Photo-based referring expression data:
§

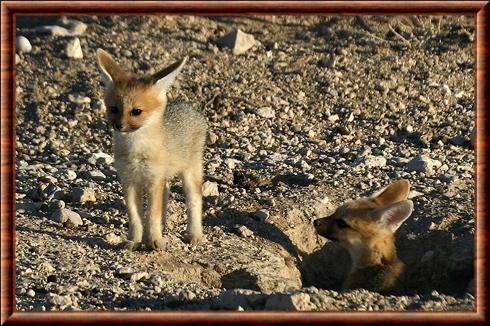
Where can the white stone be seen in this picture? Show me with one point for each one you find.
(64, 215)
(74, 49)
(237, 40)
(210, 188)
(265, 112)
(297, 301)
(23, 45)
(261, 214)
(374, 161)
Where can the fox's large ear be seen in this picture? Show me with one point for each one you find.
(109, 69)
(165, 78)
(392, 216)
(394, 193)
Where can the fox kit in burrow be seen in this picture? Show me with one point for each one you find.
(153, 141)
(366, 227)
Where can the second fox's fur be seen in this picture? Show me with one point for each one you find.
(365, 227)
(153, 141)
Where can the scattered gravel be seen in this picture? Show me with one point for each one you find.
(313, 111)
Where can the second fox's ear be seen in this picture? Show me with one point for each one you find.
(394, 193)
(165, 78)
(109, 69)
(392, 216)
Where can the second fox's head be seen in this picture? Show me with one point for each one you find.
(133, 101)
(360, 222)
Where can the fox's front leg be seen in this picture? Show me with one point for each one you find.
(153, 227)
(133, 195)
(192, 180)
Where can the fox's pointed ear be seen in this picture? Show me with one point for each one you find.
(395, 192)
(165, 78)
(109, 69)
(392, 216)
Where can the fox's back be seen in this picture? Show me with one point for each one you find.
(184, 130)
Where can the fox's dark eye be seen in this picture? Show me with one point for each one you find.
(342, 224)
(134, 112)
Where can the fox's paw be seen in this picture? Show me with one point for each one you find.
(156, 244)
(130, 245)
(193, 239)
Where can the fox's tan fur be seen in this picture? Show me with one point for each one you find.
(153, 142)
(365, 227)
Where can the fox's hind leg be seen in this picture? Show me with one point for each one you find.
(166, 192)
(133, 195)
(192, 180)
(153, 227)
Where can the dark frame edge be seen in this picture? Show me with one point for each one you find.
(7, 161)
(481, 144)
(9, 8)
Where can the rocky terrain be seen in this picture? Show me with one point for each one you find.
(305, 113)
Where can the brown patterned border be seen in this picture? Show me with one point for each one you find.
(11, 8)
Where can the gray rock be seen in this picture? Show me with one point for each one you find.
(50, 191)
(261, 214)
(210, 188)
(297, 301)
(423, 164)
(82, 195)
(101, 158)
(96, 175)
(232, 299)
(237, 40)
(374, 161)
(74, 49)
(138, 276)
(22, 44)
(64, 215)
(265, 112)
(78, 99)
(59, 300)
(53, 30)
(243, 231)
(66, 27)
(457, 140)
(69, 175)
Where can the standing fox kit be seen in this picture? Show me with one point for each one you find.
(153, 141)
(366, 227)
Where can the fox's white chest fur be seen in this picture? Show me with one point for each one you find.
(139, 154)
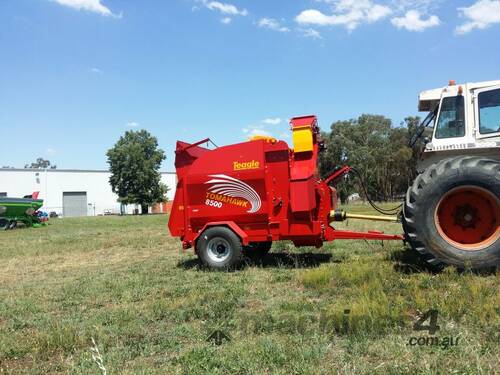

§

# [Prompt]
This task calls for the lines from the line holding "Where can the fox's white" through the last line above, restated word for word with both ends included and the pictures dropped.

# [Exercise output]
Where can the fox's white chest fur be seen in this picture? Show me with one point for each one you find.
(139, 154)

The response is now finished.